(Collection entries)
****************

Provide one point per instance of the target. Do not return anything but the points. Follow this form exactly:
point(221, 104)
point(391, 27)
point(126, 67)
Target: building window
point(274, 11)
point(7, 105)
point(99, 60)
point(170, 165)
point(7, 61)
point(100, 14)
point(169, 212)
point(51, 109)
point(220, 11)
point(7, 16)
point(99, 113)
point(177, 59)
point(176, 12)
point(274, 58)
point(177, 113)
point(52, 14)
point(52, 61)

****************

Rewrite every line of all the records, requests included, rescaling each point coordinate in the answers by a factor of 2.25 and rounding to the nearest whole number, with halves rounded up. Leave the numbers in the requests and their sample points unchanged.

Finished task
Provide one point per instance of the target. Do not return anything but the points. Follow this form exactly:
point(221, 104)
point(391, 27)
point(126, 67)
Target: building window
point(617, 25)
point(16, 236)
point(223, 135)
point(383, 371)
point(16, 137)
point(225, 32)
point(380, 477)
point(115, 245)
point(495, 25)
point(16, 36)
point(223, 254)
point(398, 133)
point(396, 27)
point(617, 131)
point(398, 254)
point(117, 32)
point(117, 137)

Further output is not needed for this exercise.